> [Questions]
a: Answer these questions from the critique of the Stalin podcast:
(i) What year does the critique give for the Barcelona May Days?
(ii) Who was Vlas Chubar?
(iii) What share of Ukraine's population died in the famine?
b: According to the critique of the Stalin podcast, what four historical events or systems does the podcast cover up? List them.
c: Transcribe the part of the critique of the Stalin podcast that opens with the words containing "In this final" and closes with "for pseudo-anti-imperialist executioners.".

BEGIN Given passage

So far, in parts I and II of this response to “A Marxist-Leninist Perspective on Stalin,” we have seen how the “Proles of the Round Table” and their host Breht Ó Séaghdha have systematically lied on their infamous ‘Stalin podcast’ about the history of the Soviet Union, from covering up the Barcelona May Days (1937), the GULAG slave-labor camp system, the Hitler-Stalin Pact (1939), and the NKVD’s mass-deportation of Muslim and Buddhist minorities during World War II to declaring mass-death through Stalin’s forced collectivization of the peasantry to have been “extremely successful.” It is clear why Jeremy and Justin confidently present such a fraudulent version of history: were they even to mention any of these realities, it would become clear that their presence as Stalin apologists on a radio show ostensibly dedicated to an examination of “revolutionary left” history and theory would be immediately revealed as absurd. Yet here we are.

In this final third of my critique of this travesty, we will examine Jeremy and Justin’s genocide denial and their enthusiasm for the Moscow Show Trials. In contrast to the “Proles of the Round Table,” we will explore how anti-Semitism, ultra-nationalism, and sexism are essential aspects of the Stalinist legacy. We will then close with some comments about Soviet ecocide and a critical analysis of neo-Stalinist international relations today, which cover for pseudo-anti-imperialist executioners.

Holodomor Denial

While the breadth of Jeremy and Justin’s Stalin’s apologia on this interview is quite astounding, few aspects are as vile as their denial of the genocidal Ukrainian famine of 1932-1933. Justin is very clear about their view: “there was no mass-famine,” and the idea of Holodomor (the “Great Ukrainian Famine”) is a “myth.” Jeremy jumps in to claim that “Ukrainian nationalists” sought to undermine Stalin and “intentionally starv[e] the Soviet Union.” First, let’s note that, in making the latter claim, Jeremy unwittingly admits that the Soviet Union was imperialist, and should be that way: the implication is that Ukraine and other former colonies of the Tsarist Empire exist to serve Russia, or, in this case, Stalin’s regime. Beyond that, certainly there was famine in Ukraine in 1932-1933: the “Proles of the Round Table” are almost unique among neo-Stalinists, in that, rather than claim that the reported Holodomor death-toll has somehow been exaggerated for political purposes, they claim that it never happened. In so doing, they quite literally ape Stalin’s refusal to accept the reality of famine in Ukraine in spring 1932 upon receiving word of it from Vlas Chubar, Bolshevik leader of Ukraine, after which the General Secretary denied famine relief and banned the use of the word from all official correspondence.2 While climatic conditions played a part, it was arguably the unrealistic quotas for the extraction of grain from the Ukrainian peasantry following in the wake of the “extremely successful” experience of forced collectivization that tipped the peasants into the first famine (spring 1932); once Stalin doubled down on the confiscation of grain and cattle after hearing initial reports of the famine, adding reprisals against those villages that failed to meet production quotas by cutting them off, this exacerbated an already disastrous situation. The result was the death of nearly 4 million Ukrainians, more than 10% of the population, with an additional 1-2 million Caucasians, Russians, and Kazakhs succumbing as well.3 Unsurprisingly, Justin and Jeremy have nothing to say about these Central Asian and Caucasian Muslim victims of famine.

END Given passage
BEGIN Data supplied

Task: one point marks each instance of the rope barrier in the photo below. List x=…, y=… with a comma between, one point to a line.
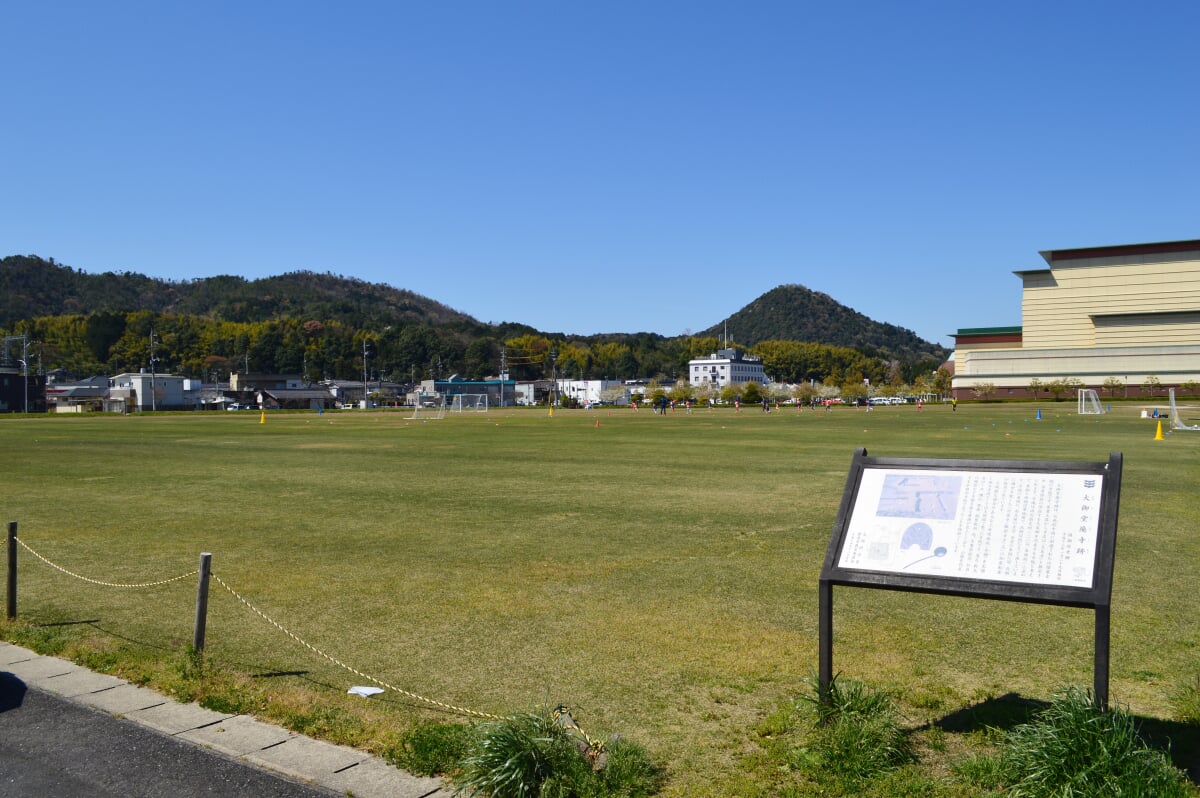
x=432, y=702
x=108, y=585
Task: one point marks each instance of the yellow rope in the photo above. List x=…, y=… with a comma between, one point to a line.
x=108, y=585
x=441, y=705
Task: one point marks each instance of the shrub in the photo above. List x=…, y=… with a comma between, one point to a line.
x=856, y=737
x=432, y=749
x=1073, y=749
x=535, y=756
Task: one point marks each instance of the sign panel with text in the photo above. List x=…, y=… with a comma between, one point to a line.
x=1020, y=531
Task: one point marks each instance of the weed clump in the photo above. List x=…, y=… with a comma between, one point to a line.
x=1073, y=749
x=535, y=755
x=856, y=737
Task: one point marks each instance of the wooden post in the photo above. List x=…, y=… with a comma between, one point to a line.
x=202, y=601
x=12, y=570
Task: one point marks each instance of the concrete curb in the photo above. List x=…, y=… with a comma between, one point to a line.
x=341, y=769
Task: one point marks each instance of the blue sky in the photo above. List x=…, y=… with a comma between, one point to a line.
x=600, y=167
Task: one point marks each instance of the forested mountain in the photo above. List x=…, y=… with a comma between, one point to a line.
x=33, y=287
x=333, y=327
x=798, y=313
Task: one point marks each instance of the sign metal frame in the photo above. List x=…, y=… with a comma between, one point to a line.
x=1097, y=595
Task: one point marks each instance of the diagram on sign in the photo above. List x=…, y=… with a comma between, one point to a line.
x=1002, y=526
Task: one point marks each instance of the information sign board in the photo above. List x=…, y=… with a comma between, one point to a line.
x=1018, y=531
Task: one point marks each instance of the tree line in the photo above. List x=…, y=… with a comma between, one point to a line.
x=210, y=349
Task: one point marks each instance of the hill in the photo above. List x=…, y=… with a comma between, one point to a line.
x=31, y=287
x=798, y=313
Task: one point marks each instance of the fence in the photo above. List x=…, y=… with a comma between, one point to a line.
x=205, y=575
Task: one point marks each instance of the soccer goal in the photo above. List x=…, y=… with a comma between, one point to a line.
x=1089, y=402
x=469, y=403
x=1176, y=419
x=426, y=409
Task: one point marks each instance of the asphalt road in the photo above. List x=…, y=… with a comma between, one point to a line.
x=52, y=748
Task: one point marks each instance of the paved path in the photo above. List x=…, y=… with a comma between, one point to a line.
x=66, y=731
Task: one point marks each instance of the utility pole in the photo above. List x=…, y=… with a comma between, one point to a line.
x=154, y=403
x=504, y=375
x=364, y=372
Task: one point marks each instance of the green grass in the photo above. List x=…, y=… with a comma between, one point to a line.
x=658, y=574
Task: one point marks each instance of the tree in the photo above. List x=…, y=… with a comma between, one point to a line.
x=984, y=391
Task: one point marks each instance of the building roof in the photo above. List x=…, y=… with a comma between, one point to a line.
x=1121, y=250
x=989, y=330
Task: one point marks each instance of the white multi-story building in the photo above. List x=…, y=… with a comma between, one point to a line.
x=151, y=391
x=726, y=366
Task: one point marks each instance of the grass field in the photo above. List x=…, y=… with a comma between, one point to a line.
x=658, y=574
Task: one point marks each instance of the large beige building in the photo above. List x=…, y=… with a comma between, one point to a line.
x=1129, y=312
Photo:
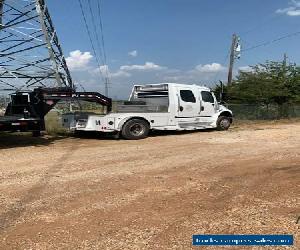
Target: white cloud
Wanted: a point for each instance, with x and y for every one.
(78, 60)
(293, 10)
(116, 74)
(210, 68)
(148, 66)
(133, 53)
(245, 69)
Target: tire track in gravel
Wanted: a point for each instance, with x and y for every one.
(17, 209)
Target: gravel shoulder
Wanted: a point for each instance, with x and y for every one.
(93, 193)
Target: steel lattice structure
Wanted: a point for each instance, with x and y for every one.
(30, 53)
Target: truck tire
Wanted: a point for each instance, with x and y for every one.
(36, 133)
(223, 123)
(135, 129)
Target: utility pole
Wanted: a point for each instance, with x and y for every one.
(1, 13)
(284, 60)
(232, 57)
(106, 86)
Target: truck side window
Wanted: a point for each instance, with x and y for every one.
(187, 96)
(207, 97)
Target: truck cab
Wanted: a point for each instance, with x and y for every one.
(164, 106)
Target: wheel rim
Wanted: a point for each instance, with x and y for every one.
(137, 129)
(225, 123)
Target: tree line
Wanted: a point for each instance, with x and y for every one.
(268, 84)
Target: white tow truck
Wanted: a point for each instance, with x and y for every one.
(164, 106)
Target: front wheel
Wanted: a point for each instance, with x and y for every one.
(135, 129)
(223, 123)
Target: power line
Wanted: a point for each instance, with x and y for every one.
(95, 32)
(107, 80)
(90, 38)
(272, 41)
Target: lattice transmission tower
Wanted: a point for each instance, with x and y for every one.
(30, 52)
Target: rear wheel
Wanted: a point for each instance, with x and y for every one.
(135, 129)
(36, 133)
(223, 123)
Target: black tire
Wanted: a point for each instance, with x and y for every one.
(135, 129)
(36, 133)
(223, 123)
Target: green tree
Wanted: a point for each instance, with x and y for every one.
(265, 84)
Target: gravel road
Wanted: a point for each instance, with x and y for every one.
(93, 193)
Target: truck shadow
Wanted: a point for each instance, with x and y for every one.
(14, 140)
(155, 133)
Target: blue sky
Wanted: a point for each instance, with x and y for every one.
(174, 40)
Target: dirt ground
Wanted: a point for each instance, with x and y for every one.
(93, 193)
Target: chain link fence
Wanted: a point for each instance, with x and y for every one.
(264, 112)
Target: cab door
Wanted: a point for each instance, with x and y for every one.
(188, 103)
(208, 104)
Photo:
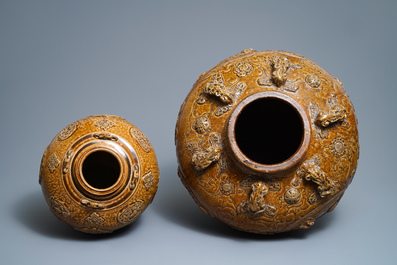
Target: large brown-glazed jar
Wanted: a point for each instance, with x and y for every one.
(267, 142)
(99, 174)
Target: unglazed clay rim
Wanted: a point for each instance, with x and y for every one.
(83, 150)
(120, 177)
(271, 168)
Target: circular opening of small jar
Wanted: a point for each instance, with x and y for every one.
(269, 131)
(101, 169)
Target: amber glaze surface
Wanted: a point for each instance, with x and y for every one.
(99, 174)
(267, 142)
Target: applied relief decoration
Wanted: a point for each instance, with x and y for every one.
(130, 213)
(256, 203)
(94, 219)
(105, 124)
(68, 131)
(53, 162)
(203, 158)
(141, 139)
(59, 207)
(311, 171)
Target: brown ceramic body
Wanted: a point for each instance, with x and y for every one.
(267, 142)
(99, 174)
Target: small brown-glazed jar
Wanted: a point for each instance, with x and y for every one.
(99, 174)
(267, 142)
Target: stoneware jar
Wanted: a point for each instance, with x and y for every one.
(99, 174)
(267, 142)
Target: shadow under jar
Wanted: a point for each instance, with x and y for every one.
(99, 174)
(267, 142)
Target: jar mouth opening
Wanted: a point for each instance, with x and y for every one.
(101, 169)
(269, 131)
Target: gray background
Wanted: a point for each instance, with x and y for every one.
(61, 61)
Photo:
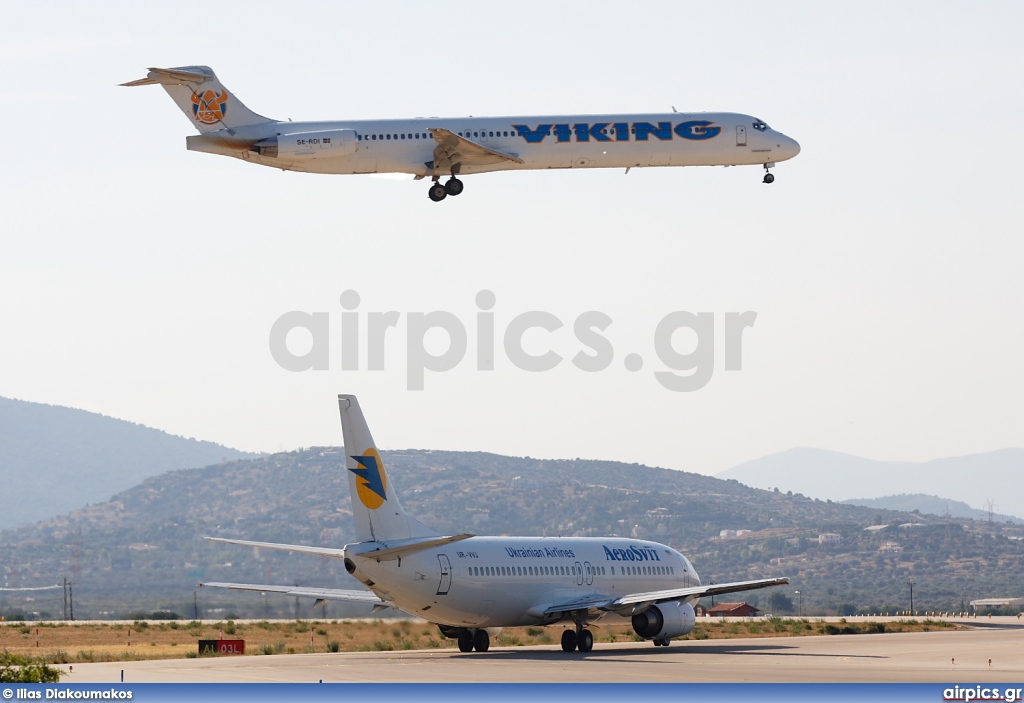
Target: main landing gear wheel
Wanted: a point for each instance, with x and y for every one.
(437, 192)
(454, 186)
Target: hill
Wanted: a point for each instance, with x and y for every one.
(933, 504)
(975, 479)
(141, 552)
(54, 459)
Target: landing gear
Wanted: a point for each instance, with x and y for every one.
(437, 192)
(454, 186)
(580, 639)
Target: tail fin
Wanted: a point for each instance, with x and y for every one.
(202, 97)
(376, 510)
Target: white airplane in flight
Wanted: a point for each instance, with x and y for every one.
(471, 586)
(452, 146)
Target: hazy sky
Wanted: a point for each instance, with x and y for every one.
(141, 280)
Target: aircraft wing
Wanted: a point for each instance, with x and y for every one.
(455, 149)
(318, 551)
(650, 597)
(320, 594)
(378, 555)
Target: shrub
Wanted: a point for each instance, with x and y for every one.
(20, 670)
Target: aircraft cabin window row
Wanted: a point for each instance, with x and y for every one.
(422, 135)
(567, 571)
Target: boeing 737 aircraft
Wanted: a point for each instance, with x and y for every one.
(472, 586)
(452, 146)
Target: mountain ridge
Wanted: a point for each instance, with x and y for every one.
(974, 479)
(54, 458)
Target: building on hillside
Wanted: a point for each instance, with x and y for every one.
(732, 610)
(998, 603)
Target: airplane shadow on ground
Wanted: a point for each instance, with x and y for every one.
(632, 654)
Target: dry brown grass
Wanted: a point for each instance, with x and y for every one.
(70, 643)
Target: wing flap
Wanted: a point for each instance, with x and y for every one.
(318, 551)
(302, 591)
(695, 591)
(600, 602)
(455, 149)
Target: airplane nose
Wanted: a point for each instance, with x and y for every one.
(788, 146)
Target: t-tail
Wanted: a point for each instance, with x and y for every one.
(376, 511)
(202, 97)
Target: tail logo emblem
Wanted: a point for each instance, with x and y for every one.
(371, 483)
(210, 107)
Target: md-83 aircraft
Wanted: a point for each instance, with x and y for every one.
(432, 147)
(471, 586)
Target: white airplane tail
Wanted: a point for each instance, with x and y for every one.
(202, 97)
(376, 510)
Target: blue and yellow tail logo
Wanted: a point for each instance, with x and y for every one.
(210, 107)
(371, 484)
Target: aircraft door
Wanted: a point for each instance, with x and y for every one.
(445, 582)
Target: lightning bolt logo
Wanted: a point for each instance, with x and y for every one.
(371, 482)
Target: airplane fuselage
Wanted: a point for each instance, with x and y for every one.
(506, 581)
(541, 142)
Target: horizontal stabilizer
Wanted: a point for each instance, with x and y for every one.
(168, 77)
(301, 591)
(399, 552)
(318, 551)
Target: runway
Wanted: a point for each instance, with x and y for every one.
(913, 657)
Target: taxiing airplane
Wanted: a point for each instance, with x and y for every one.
(471, 586)
(452, 146)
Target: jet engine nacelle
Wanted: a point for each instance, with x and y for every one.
(308, 145)
(666, 620)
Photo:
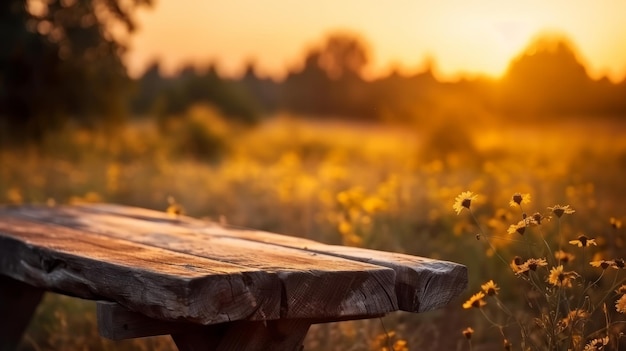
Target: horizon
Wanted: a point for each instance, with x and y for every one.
(461, 40)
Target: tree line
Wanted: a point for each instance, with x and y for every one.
(59, 64)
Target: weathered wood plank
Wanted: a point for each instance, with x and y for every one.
(156, 282)
(117, 323)
(18, 302)
(313, 285)
(422, 284)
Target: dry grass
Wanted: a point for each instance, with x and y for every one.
(389, 188)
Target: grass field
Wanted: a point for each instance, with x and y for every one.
(383, 187)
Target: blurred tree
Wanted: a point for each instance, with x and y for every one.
(60, 62)
(169, 96)
(343, 55)
(331, 82)
(547, 78)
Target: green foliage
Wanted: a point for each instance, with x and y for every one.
(164, 96)
(59, 63)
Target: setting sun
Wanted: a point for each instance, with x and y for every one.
(461, 38)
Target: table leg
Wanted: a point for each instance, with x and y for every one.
(18, 302)
(279, 335)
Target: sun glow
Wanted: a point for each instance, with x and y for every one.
(462, 38)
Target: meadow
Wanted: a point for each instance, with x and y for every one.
(387, 187)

END Data supplied

> [Expected outputs]
a:
(i) 1937
(ii) The Bolshevik leader of Ukraine
(iii) More than 10% (nearly 4 million Ukrainians)

b:
- The Barcelona May Days (1937)
- The GULAG slave-labor camp system
- The Hitler-Stalin Pact (1939)
- The NKVD's mass-deportation of Muslim and Buddhist minorities during World War II

c:
In this final third of my critique of this travesty, we will examine Jeremy and Justin’s genocide denial and their enthusiasm for the Moscow Show Trials. In contrast to the “Proles of the Round Table,” we will explore how anti-Semitism, ultra-nationalism, and sexism are essential aspects of the Stalinist legacy. We will then close with some comments about Soviet ecocide and a critical analysis of neo-Stalinist international relations today, which cover for pseudo-anti-imperialist executioners.